## Goal
Which lines in the data below contain the word "penguin"? Pull out each of those lines and copy it.

## Input for this task
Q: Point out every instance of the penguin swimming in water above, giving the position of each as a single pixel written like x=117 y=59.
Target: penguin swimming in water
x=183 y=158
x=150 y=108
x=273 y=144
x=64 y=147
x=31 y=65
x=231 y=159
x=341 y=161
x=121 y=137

## Solution
Q: Point out every instance of the penguin swimming in water above, giving the position of each as a single pixel written like x=117 y=59.
Target: penguin swimming in water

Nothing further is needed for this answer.